=== Article ===
=-=-=-=-=

La primaire de la gauche a vu l’apparition du revenu universel dans le débat politique. Et comme l’initiateur de ce thème – Benoit Hamon – a réussi sa qualification, il est probable qu’il sera l’objet de débats pendant la campagne à venir. Au-delà de sa connotation apparemment sympathique, le revenu universel comporte certaines implications qu’il convient d’analyser.

 

Revenus primaires et revenus secondaires

 

La typologie standard des revenus en économie repose sur la distinction entre les revenus primaires et les revenus secondaires. Les revenus primaires sont constitués des revenus du travail (le salaire), des revenus du capital (intérêts, dividendes et loyers perçus) et des revenus mixtes (revenus d’activité pour les indépendants, émanant de leur travail et de la possession d’un capital d’activité). Les revenus secondaires sont des revenus de la redistribution. Ils sont financés par des prélèvements (impôts et cotisations sociales). Ils prennent la forme de prestations sociales, versées à des ayants-droits en fonction de situations ou d’activités spécifiques, la plupart du temps en complément ou en substitution d’un revenu primaire inexistant ou jugé insuffisant : pensions de retraites versées aux personnes ayant dépassés l’âge d’avoir une activité professionnelle, allocations chômages aux personnes qui ne trouvent pas d’emplois, allocations logements aux personnes occupant un logement et ayant un revenu faible etc…Le revenu universel, s’il était institué, constituerait également un revenu de la redistribution, mais dont le versement serait général et automatique et non pas lié à une situation spécifique (ou à la rigueur à une situation très large du type appartenance à une classe d’âge)

=-=-=-=-=

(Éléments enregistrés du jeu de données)
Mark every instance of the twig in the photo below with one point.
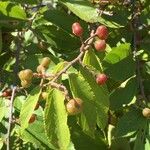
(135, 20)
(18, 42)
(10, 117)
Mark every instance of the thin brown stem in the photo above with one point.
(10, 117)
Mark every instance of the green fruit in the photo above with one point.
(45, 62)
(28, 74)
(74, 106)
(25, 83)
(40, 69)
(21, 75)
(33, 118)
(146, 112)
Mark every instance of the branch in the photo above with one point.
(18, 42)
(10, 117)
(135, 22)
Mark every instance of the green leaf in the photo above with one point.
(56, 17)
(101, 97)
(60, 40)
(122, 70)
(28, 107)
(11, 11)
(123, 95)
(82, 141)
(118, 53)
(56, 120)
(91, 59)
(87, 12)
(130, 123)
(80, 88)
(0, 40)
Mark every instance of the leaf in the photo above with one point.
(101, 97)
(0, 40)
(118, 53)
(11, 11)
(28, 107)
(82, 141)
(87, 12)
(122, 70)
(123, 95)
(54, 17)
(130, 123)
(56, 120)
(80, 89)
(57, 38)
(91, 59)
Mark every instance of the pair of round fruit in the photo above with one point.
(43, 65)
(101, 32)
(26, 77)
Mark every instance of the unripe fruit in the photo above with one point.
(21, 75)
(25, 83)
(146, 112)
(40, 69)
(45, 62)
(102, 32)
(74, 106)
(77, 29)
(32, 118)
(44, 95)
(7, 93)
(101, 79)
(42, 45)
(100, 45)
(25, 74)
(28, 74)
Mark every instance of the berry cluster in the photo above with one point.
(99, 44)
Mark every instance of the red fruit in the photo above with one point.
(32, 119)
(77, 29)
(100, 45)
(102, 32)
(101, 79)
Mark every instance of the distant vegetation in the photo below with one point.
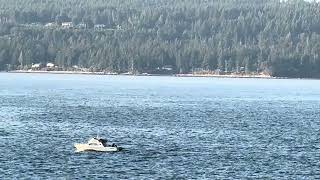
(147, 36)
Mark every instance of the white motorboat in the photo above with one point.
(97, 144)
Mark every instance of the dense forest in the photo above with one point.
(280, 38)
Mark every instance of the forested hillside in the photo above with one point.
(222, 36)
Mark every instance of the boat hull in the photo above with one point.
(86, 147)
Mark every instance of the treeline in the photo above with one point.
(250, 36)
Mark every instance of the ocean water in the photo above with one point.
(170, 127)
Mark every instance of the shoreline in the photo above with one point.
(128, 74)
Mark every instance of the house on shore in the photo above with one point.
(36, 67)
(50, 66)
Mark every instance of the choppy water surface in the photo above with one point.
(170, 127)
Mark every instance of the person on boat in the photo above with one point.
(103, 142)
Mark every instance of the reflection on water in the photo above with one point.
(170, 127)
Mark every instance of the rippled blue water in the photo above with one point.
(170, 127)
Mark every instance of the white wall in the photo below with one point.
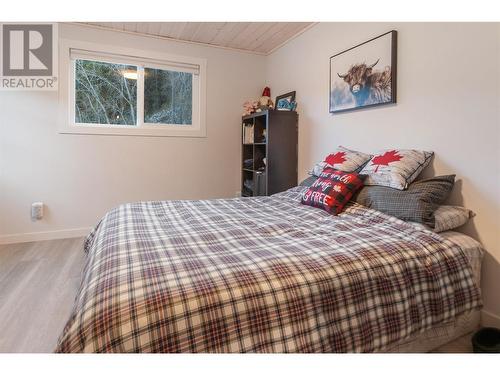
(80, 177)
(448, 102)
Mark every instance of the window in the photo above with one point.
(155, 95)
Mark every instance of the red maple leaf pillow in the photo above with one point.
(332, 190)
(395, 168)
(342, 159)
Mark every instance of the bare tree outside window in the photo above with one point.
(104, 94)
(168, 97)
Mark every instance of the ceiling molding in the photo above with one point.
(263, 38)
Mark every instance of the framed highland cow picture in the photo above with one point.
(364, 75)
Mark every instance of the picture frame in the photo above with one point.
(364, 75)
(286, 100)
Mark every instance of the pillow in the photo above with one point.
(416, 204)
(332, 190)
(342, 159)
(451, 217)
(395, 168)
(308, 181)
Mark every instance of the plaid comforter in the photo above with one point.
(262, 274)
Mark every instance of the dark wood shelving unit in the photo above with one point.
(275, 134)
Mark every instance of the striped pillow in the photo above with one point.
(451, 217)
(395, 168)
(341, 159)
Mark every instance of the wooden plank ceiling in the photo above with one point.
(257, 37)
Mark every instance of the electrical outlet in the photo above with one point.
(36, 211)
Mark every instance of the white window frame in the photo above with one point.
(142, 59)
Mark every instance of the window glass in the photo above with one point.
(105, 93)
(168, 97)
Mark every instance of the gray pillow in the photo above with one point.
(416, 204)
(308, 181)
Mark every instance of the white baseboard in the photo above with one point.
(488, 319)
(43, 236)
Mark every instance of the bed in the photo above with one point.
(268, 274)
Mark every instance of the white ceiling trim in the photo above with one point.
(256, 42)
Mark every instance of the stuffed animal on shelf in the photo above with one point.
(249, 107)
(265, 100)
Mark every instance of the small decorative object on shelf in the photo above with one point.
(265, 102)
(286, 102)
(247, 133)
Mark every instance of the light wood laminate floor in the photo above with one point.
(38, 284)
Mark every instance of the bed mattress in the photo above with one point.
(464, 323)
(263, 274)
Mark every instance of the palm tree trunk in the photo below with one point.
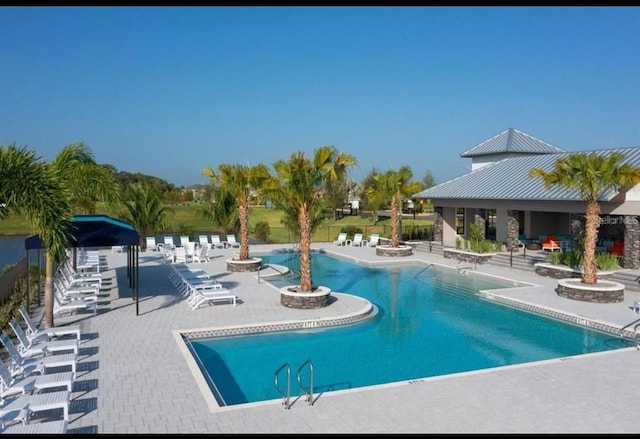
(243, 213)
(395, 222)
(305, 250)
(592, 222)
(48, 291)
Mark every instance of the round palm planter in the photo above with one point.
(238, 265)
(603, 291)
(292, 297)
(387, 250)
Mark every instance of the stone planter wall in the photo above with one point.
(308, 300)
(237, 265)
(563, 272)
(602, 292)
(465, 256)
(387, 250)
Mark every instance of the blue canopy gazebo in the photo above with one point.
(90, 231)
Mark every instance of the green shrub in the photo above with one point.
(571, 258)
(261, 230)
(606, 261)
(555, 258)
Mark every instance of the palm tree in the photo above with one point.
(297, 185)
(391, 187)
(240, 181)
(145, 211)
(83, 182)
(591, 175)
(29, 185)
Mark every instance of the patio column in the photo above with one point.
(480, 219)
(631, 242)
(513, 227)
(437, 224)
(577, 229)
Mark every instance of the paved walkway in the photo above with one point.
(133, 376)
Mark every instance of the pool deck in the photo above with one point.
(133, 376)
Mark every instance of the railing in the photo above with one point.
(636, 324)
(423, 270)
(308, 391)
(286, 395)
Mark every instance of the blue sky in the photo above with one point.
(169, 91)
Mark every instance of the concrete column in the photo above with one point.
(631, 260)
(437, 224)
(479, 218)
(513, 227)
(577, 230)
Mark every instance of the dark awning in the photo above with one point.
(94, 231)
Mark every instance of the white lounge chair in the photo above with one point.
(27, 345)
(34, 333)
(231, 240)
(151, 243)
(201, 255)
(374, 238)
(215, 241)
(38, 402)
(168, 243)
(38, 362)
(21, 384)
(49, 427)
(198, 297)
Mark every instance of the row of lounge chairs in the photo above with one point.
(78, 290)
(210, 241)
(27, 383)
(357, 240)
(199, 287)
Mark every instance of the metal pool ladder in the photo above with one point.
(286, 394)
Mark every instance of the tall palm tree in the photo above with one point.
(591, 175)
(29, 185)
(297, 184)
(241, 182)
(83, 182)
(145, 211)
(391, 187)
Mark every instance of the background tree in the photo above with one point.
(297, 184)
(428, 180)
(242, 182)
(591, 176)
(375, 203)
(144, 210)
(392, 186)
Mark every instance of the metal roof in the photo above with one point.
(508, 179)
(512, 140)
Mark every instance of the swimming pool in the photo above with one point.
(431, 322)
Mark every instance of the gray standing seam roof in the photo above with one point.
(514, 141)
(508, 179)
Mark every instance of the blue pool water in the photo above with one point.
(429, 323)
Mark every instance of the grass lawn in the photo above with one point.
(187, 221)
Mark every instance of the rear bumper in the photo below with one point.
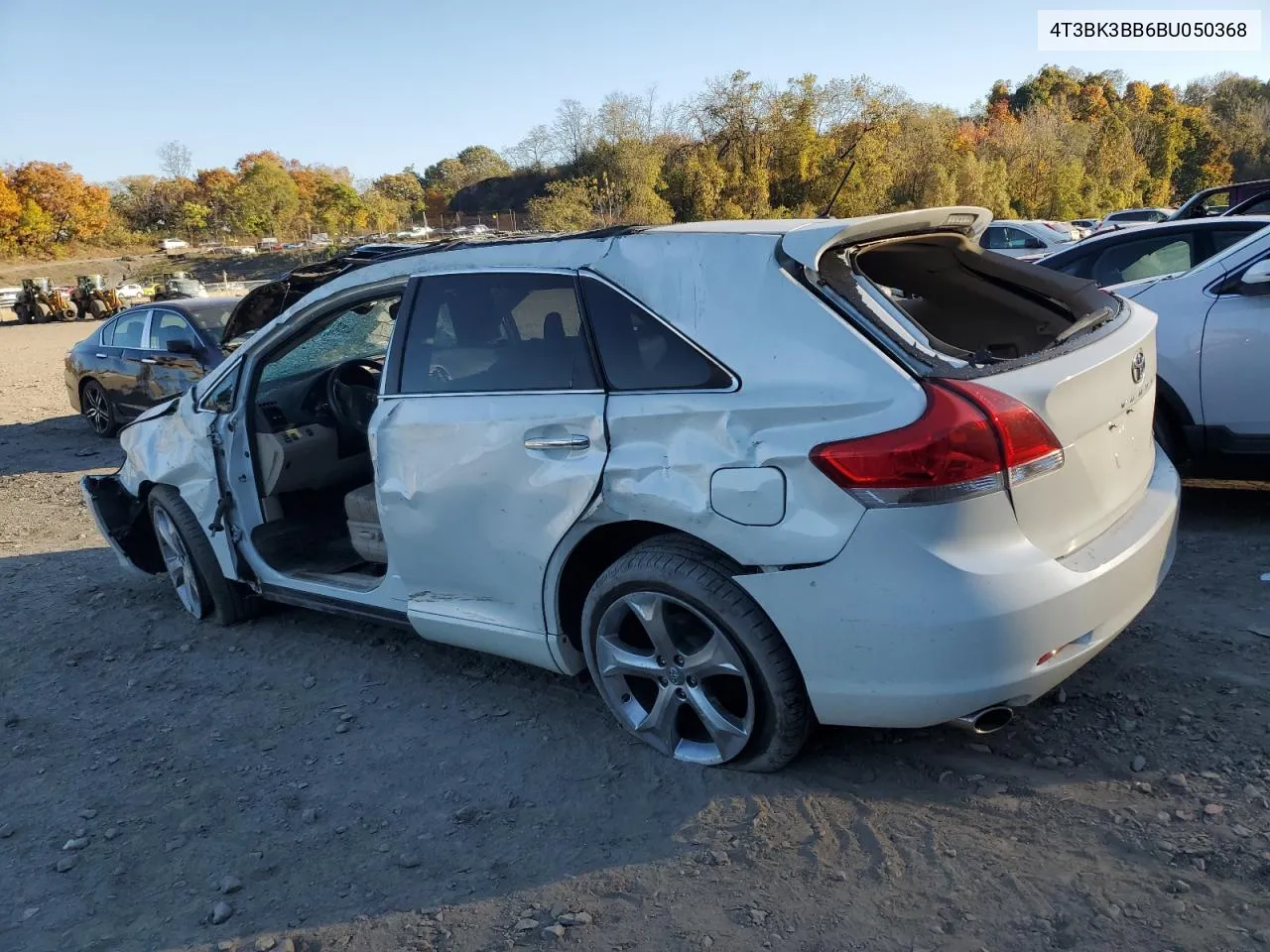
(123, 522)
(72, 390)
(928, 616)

=-=-=-=-=

=== Problème à résoudre ===
Répondez aux questions suivantes d'après l'article sur le revenu universel.
(a) Qui est désigné comme l'initiateur du thème du revenu universel lors de la primaire de la gauche ?
(b) Quelles sont les trois catégories de revenus qui constituent les revenus primaires ?
(c) Par quoi les revenus secondaires sont-ils financés ?

=== Réponse complète ===
(a) Benoit Hamon.
(b) Les revenus du travail (le salaire), les revenus du capital (intérêts, dividendes et loyers perçus) et les revenus mixtes.
(c) Par des prélèvements, c'est-à-dire des impôts et des cotisations sociales.